(Coordinate labeling data)
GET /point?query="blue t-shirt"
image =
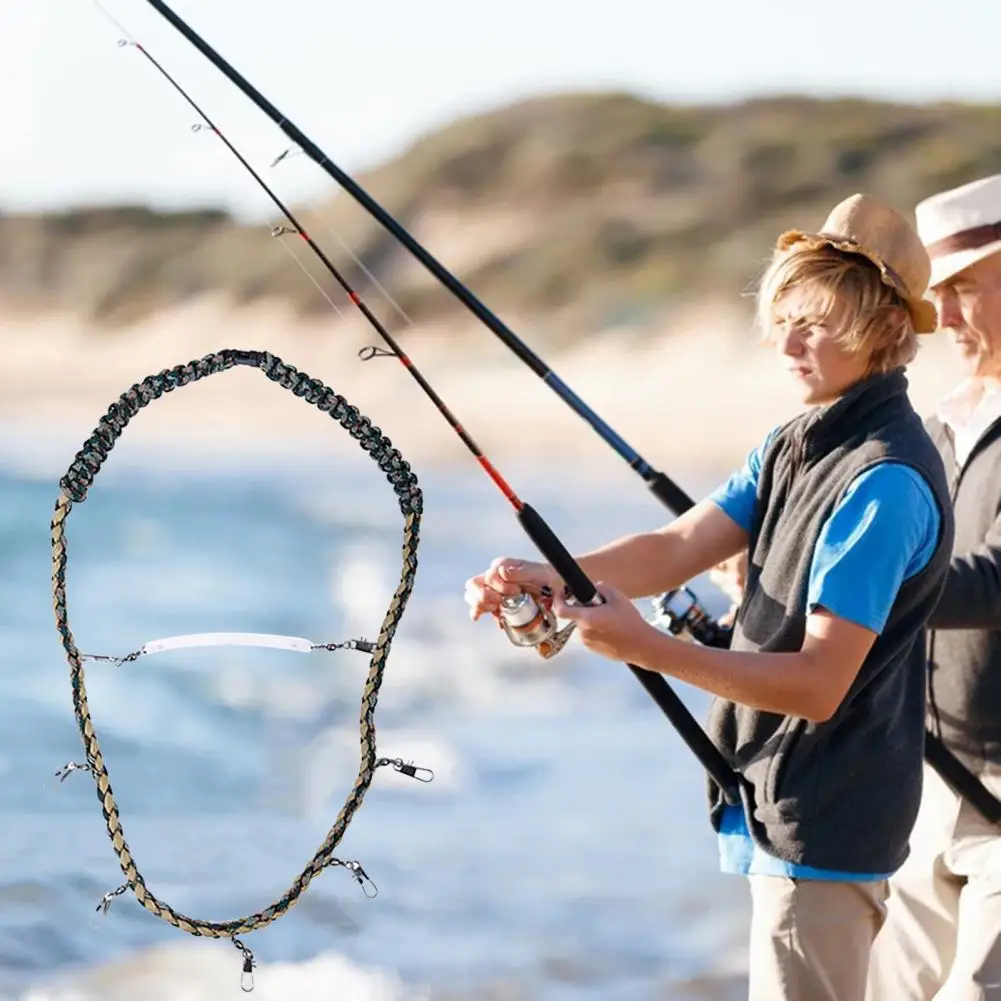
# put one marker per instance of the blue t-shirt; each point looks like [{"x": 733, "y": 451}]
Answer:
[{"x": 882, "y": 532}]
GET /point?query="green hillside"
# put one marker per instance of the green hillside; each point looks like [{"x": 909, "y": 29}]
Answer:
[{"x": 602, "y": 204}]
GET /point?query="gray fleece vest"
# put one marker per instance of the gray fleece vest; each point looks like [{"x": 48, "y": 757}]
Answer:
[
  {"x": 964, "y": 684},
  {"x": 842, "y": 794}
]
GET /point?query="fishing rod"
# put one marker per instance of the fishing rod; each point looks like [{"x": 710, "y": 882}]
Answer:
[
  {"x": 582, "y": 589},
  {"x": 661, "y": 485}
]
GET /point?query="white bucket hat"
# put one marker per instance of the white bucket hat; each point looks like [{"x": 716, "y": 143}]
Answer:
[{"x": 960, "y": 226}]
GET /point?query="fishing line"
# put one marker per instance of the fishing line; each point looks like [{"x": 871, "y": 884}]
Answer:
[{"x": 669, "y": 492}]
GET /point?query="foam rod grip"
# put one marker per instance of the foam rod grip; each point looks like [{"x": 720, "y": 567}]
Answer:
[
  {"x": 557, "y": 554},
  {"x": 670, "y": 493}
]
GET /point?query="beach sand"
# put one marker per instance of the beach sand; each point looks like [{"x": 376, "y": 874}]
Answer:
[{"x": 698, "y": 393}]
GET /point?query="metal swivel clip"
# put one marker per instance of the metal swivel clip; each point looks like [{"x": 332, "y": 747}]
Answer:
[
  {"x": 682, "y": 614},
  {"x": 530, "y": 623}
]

==

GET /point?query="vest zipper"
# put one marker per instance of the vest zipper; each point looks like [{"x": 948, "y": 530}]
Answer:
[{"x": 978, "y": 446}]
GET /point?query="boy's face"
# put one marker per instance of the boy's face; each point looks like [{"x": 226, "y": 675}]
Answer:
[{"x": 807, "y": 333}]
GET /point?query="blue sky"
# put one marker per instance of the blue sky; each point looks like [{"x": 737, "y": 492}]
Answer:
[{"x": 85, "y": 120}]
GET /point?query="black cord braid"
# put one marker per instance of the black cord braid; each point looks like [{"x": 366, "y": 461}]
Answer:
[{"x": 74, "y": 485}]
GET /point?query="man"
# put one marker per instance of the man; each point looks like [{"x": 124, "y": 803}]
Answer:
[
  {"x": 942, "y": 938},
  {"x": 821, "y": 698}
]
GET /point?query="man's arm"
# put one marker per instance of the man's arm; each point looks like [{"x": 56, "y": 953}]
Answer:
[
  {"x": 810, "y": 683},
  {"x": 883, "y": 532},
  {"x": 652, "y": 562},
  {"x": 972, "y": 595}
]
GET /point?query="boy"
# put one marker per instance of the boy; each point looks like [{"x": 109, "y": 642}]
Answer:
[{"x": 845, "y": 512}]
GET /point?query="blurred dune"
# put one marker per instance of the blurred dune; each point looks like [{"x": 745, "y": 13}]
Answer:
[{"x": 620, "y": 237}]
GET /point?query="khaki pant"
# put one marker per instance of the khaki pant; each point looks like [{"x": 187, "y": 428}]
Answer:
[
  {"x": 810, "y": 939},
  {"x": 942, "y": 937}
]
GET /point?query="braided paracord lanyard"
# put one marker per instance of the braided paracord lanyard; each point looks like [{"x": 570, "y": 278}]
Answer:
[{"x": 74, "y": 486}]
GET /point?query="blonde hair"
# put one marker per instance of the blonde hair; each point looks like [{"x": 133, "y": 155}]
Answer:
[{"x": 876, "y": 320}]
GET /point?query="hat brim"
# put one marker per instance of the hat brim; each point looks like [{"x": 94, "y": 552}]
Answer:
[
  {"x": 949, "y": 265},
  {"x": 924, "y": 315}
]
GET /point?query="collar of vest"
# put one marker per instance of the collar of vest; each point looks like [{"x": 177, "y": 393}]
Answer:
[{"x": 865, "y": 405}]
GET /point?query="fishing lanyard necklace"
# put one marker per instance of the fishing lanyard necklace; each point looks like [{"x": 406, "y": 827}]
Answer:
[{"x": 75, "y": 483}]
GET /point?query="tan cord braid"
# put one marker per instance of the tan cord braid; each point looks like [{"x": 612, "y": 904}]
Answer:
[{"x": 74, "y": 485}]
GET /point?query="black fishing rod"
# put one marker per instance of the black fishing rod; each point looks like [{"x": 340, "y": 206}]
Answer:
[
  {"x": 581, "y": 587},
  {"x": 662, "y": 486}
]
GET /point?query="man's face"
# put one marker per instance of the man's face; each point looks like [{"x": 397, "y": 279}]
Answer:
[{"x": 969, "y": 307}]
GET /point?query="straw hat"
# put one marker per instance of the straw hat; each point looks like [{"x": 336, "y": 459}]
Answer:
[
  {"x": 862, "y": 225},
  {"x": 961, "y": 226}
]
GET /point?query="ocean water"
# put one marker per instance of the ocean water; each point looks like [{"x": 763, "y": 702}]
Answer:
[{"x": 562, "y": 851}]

→ **Task requirements**
List every line from the entries above that contains the word "fleece", copying each line in full.

→ **Written answer**
GET /point?query="gray fleece vest"
# put one marker per instance of the gray fleece vest; each point looks like [{"x": 48, "y": 757}]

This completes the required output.